### Direction
Quote the listing in full, exactly as given, minus any pictures.

(Items listed in a dataset)
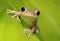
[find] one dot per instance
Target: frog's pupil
(38, 12)
(22, 9)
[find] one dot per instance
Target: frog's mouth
(29, 15)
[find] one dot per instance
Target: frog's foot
(27, 31)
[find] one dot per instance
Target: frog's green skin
(28, 19)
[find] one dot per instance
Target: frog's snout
(38, 13)
(23, 9)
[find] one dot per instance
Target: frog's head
(28, 12)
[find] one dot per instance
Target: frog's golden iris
(28, 19)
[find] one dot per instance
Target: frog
(28, 19)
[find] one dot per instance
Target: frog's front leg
(15, 13)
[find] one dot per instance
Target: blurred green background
(48, 21)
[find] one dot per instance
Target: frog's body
(28, 19)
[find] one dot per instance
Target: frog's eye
(37, 12)
(23, 9)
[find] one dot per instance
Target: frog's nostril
(22, 9)
(38, 13)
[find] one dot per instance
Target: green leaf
(48, 22)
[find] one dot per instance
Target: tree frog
(28, 19)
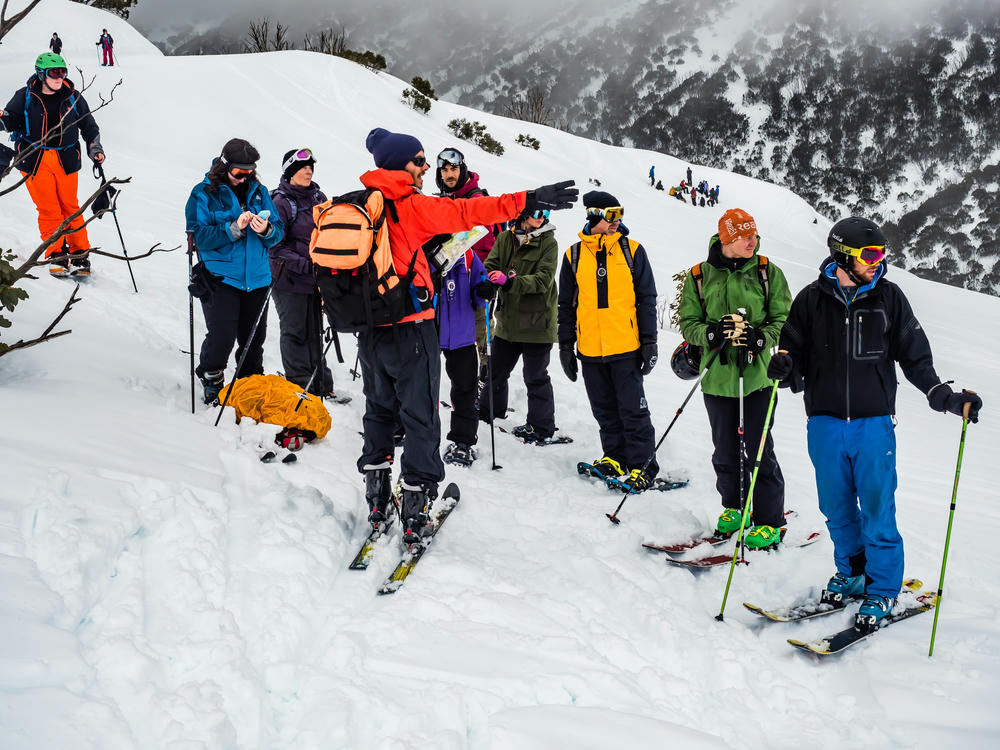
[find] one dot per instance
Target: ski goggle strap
(450, 156)
(610, 214)
(303, 154)
(870, 255)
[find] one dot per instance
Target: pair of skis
(918, 603)
(412, 553)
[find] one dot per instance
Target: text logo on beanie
(736, 224)
(392, 150)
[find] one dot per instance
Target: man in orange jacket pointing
(401, 363)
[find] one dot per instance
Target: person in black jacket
(47, 118)
(844, 334)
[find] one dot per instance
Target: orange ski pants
(54, 194)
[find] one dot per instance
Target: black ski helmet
(853, 232)
(686, 361)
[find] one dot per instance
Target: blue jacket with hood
(239, 257)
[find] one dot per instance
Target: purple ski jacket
(294, 246)
(458, 301)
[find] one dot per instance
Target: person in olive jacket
(522, 269)
(736, 310)
(607, 308)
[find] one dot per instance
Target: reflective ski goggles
(610, 215)
(303, 154)
(450, 156)
(871, 255)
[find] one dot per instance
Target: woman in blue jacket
(234, 223)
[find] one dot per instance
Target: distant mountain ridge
(892, 120)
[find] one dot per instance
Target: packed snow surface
(162, 588)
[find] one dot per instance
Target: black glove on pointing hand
(647, 353)
(552, 197)
(780, 367)
(567, 358)
(942, 398)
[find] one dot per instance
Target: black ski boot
(415, 512)
(213, 382)
(378, 493)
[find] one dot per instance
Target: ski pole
(111, 190)
(249, 342)
(746, 507)
(191, 251)
(951, 517)
(613, 517)
(489, 387)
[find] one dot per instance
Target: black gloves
(752, 339)
(942, 398)
(552, 197)
(567, 358)
(486, 290)
(647, 353)
(780, 367)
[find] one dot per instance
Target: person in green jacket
(741, 306)
(521, 269)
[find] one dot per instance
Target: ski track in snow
(165, 589)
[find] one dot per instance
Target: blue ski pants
(855, 466)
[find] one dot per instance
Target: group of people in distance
(837, 341)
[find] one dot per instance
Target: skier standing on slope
(521, 272)
(454, 180)
(232, 237)
(400, 362)
(49, 102)
(607, 309)
(844, 334)
(741, 299)
(296, 297)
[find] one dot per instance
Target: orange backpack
(352, 262)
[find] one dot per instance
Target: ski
(816, 607)
(554, 440)
(715, 560)
(714, 539)
(415, 552)
(662, 484)
(838, 642)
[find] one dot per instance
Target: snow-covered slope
(164, 589)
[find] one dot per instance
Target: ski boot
(762, 536)
(729, 522)
(841, 587)
(603, 468)
(213, 382)
(873, 610)
(378, 493)
(417, 502)
(80, 263)
(459, 454)
(637, 481)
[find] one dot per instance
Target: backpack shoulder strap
(627, 252)
(698, 279)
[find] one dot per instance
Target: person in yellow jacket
(607, 309)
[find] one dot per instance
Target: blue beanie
(392, 150)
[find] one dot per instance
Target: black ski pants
(618, 403)
(769, 492)
(401, 370)
(229, 317)
(301, 324)
(541, 401)
(462, 366)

### Answer to this task
[find] one dot per instance
Target: frog's pupil
(38, 12)
(22, 9)
[find] one dot per instance
Target: frog's mouth
(29, 15)
[find] one dot per instance
Target: frog's foot
(27, 31)
[find] one dot per instance
Target: frog's green skin
(28, 19)
[find] one dot per instance
Target: frog's snout
(38, 13)
(23, 9)
[find] one dot per instance
Target: frog's head
(28, 12)
[find] one dot per instance
Target: frog's golden iris
(28, 19)
[find] one dot per instance
Target: frog
(28, 19)
[find] one dot per instance
Target: frog's front leg
(15, 13)
[find] one dot per instance
Target: blurred green background
(48, 21)
[find] one dot per instance
Target: frog's body
(28, 19)
[find] one dot per instance
Target: frog's eye
(37, 12)
(23, 9)
[find] one dot per instance
Target: frog's nostril
(22, 9)
(38, 13)
[find] one dot per instance
Target: green leaf
(48, 22)
[find] one dot per instance
Target: tree frog
(28, 19)
[find] one dot per instance
Target: ski goggle strap
(450, 156)
(610, 214)
(303, 154)
(870, 255)
[find] one dot per instance
Target: pair of skis
(918, 603)
(412, 553)
[find] one dot per instance
Target: text logo on beanie
(736, 224)
(392, 150)
[find] one dot per instance
Target: man in orange jacket pointing
(401, 363)
[find] one dot per instance
Target: person in black jacket
(47, 118)
(844, 334)
[find] one dot per instance
Target: orange ski pants
(54, 194)
[find] one dot per instance
Target: black ski helmet
(853, 232)
(686, 361)
[find] one dot per instance
Target: blue jacket with hood
(239, 257)
[find] one dot per instance
Target: purple ski jacket
(294, 246)
(458, 301)
[find] one dot per instance
Target: person in olive jacket
(522, 269)
(736, 310)
(607, 308)
[find] one dot per instance
Target: reflective ski goggles
(610, 215)
(303, 154)
(450, 156)
(871, 255)
[find] one dot per instance
Target: woman in blue jacket
(234, 223)
[find] one dot per instance
Target: distant mountain ridge
(892, 120)
[find] one dot per instance
Target: packed snow surface
(162, 588)
[find] one dot per instance
Target: black glove on pointing hand
(647, 353)
(552, 197)
(780, 367)
(567, 358)
(942, 398)
[find] one dot per instance
Target: black ski boot
(415, 512)
(213, 382)
(378, 493)
[find] one dot per instance
Target: ski pole
(111, 190)
(249, 342)
(746, 507)
(191, 251)
(951, 517)
(613, 517)
(489, 387)
[find] one dot per instance
Target: black gloves
(752, 339)
(942, 398)
(552, 197)
(567, 358)
(486, 290)
(647, 353)
(780, 367)
[find] one dot per instance
Target: person in green jacket
(741, 306)
(521, 269)
[find] one dot per instance
Target: ski track in snow
(165, 589)
[find] one dot per instance
Target: blue ski pants
(855, 466)
[find] one dot per instance
Target: group of people in distance
(837, 341)
[find] one dot per instance
Target: skier standing on slope
(521, 272)
(454, 180)
(232, 237)
(400, 362)
(49, 102)
(607, 309)
(844, 334)
(741, 299)
(296, 297)
[find] one dot per instance
Target: orange backpack
(352, 262)
[find] one dot per instance
Target: ski
(816, 607)
(554, 440)
(715, 560)
(714, 539)
(415, 552)
(662, 484)
(838, 642)
[find] one dot per instance
Target: snow-covered slope
(164, 589)
[find] one dot per instance
Target: ski boot
(762, 536)
(729, 522)
(841, 587)
(603, 468)
(213, 382)
(873, 610)
(378, 493)
(417, 502)
(80, 263)
(459, 454)
(637, 481)
[find] one dot per instance
Target: backpack shoulder strap
(627, 252)
(698, 279)
[find] one dot per instance
Target: person in yellow jacket
(607, 309)
[find] one dot per instance
Target: blue beanie
(392, 150)
[find] one dot per instance
Target: black ski pants
(618, 403)
(769, 492)
(401, 370)
(229, 317)
(301, 324)
(541, 401)
(462, 366)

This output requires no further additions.